- [CONSIGNE] Poursuivez le texte sur les mages de l'Évangile de Matthieu à partir de sa dernière phrase.

- [TEXTE SOURCE]
Les Mages : des annonciateurs d’un
nouvel âge (Mt 2,1-12)
Michel
Proulx, o. praem.
Scriptura, vol. , nº 7
(nov. 1991), p.
49-58.
Mt 2,1-12 rappellera sans doute aux catholiques des
coutumes liées à une fête que plusieurs
continuent d’appeler « les rois » malgré les
changements liturgiques apportés par Vatican II.
J’ai souvent tenté l’expérience
suivante avec des classes qui participent à un
cours d’introduction à la lecture des Évangiles.
Je leur pose cette question : que vous souvenez-vous
du texte de Matthieu où il est question des mages ?
La réponse donnée est à peu près
toujours la même : « Ah oui !
C’est le fameux texte des trois rois-mages qui
viennent adorer l’enfant nouveau-né. » Et,
il y en a toujours qui sont fiers de montrer qu’ils
connaissent bien les textes évangéliques
et qui se font un point d’honneur de préciser : « Il
y en avait un qui s’appelait Melchior, un autre
Balthasar et un troisième Gaspar ».
Or, on se trouve ici devant un cas exemplaire illustrant
le fait que des données culturelles, une tradition
d’interprétation ou même des usages
liturgiques peuvent, à certains moments, nous
rendre aveugles en face d’un texte biblique. C’est
ce dont se rendent compte les mêmes étudiants
lorsque je les invite à confronter leurs souvenirs
avec la réalité du texte matthéen.

- [LIGNES DE DONNÉES]
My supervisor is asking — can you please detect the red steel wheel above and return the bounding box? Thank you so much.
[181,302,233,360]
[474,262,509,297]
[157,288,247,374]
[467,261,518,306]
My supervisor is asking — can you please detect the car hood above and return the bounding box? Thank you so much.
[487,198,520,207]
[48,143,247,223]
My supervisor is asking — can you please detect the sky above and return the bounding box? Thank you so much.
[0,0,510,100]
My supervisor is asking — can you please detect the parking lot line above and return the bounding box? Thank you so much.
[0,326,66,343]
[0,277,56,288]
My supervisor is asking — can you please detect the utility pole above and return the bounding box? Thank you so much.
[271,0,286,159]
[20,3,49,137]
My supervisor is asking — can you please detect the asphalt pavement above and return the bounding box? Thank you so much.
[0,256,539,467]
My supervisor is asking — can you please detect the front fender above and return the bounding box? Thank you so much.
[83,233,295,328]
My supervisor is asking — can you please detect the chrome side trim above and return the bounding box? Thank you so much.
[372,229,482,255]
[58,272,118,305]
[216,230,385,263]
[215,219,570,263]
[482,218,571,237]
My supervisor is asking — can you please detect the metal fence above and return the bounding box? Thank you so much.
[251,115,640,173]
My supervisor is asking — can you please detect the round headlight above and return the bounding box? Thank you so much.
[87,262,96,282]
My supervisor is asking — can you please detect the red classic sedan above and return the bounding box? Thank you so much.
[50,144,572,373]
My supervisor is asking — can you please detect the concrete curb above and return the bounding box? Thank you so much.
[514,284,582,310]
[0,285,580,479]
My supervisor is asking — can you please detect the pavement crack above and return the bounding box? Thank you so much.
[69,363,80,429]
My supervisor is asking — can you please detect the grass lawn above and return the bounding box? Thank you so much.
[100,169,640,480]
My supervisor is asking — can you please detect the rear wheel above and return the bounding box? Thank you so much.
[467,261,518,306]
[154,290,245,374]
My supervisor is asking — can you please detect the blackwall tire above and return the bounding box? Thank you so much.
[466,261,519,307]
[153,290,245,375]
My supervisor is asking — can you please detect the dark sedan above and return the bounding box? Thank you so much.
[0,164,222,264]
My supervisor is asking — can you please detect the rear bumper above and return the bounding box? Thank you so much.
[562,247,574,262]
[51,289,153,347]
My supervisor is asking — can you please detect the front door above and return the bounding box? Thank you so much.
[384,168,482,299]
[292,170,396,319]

- [RÉPONSE]
Ils se rendent vite à l’évidence
que le récit lui-même infirme un certain
nombre d’images dont ils étaient porteurs.
En effet, l’auteur ne dit rien de la condition
royale des mages. Plus grande déception encore :
le texte ne précise ni le nom ni le nombre de
ces mystérieux personnages ! En fait la tradition
a puisé ces détails à la source
de récits apocryphes et, en particulier, au « Livre
arménien de l’enfance » (1-).
Laissons donc de côté ces précisions
qui n’appartiennent pas à notre récit.
Efforçons-nous plutôt de nous en tenir aux
matériaux fournis par l’auteur matthéen
et ce, en vue d’en saisir la logique propre. Le
récit qui nous occupe n’a rien d’une
petite histoire anecdotique. À travers un langage
hautement symbolique, il aborde des thèmes théologiques
d’une importance capitale pour les chrétiens
d’origine juive de la fin du premier siècle.
En effet, l’auteur va nous redire sa conviction
de foi selon laquelle Jésus, né à Bethléem,
réalise bel et bien l’attente d’un
messie portée par le peuple juif. Mais en outre,
et c’est sur cela que nous mettrons l’accent,
il nous montrera que les mages sont des annonciateurs,
en paroles et en actes, d’une ère nouvelle.
Les mages : étude de vocabulaire
Dans un premier temps, essayons
de mieux percevoir qui sont ces mages que nous présente
Mt 2,1-12. Attardons-nous un instant au vocabulaire pour
voir si nous pourrions en tirer quelques informations.
On constate que le terme « mage » n’est
en fait que la translittération du terme grec magos.
Et si l’on consulte une concordance du Nouveau
Testament (2-),
on réalise immédiatement que nous sommes
en présence d’un mot rare. On n’en
trouve aucune occurrence chez les trois autres évangélistes.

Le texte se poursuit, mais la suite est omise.